▶ **PROBLEM DESCRIPTION**
State how many lines in the listing below contain the string "field", treating uppercase and lowercase letters as distinct. Reply with the number alone.

▶ **DATA PROVIDED**
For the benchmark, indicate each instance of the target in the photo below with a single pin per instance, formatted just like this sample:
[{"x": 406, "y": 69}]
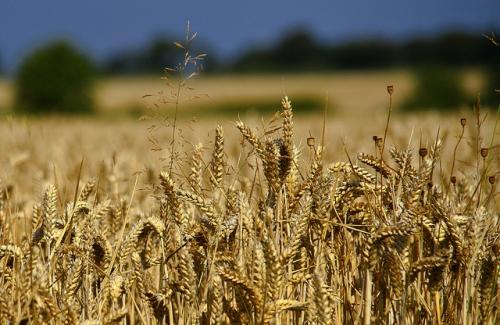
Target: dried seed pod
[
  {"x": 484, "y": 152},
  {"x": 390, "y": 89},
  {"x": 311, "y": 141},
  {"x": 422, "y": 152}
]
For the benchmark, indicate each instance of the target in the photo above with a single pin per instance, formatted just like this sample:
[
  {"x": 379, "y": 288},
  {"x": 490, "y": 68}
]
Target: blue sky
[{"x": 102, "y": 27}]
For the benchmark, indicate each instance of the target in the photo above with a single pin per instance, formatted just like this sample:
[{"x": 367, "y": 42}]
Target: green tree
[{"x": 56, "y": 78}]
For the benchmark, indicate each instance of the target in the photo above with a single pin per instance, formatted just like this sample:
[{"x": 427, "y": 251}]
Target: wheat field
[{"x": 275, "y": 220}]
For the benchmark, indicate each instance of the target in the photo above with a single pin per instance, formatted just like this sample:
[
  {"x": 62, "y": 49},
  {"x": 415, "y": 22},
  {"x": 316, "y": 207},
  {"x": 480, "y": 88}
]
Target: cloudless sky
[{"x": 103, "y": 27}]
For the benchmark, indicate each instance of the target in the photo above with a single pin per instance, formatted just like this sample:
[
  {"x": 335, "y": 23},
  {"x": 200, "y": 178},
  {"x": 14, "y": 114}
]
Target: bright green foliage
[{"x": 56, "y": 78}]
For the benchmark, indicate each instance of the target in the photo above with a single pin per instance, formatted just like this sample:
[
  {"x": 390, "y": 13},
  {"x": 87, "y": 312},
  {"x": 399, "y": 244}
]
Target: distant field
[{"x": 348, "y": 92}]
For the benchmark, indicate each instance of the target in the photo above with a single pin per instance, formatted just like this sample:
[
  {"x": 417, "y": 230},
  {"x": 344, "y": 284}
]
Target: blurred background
--
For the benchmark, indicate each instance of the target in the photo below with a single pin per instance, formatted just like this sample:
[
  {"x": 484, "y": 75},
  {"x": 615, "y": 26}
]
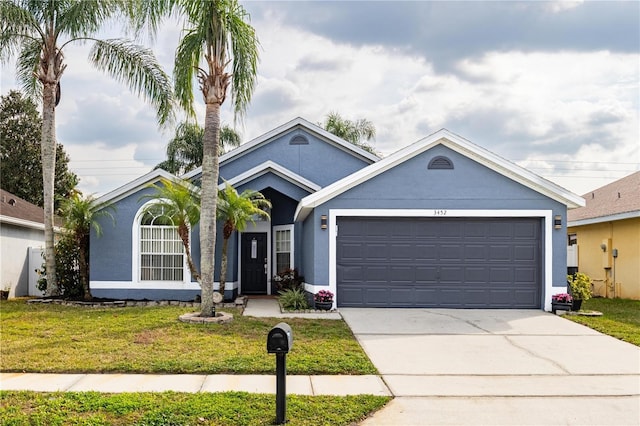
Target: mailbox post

▶ **ANSWER**
2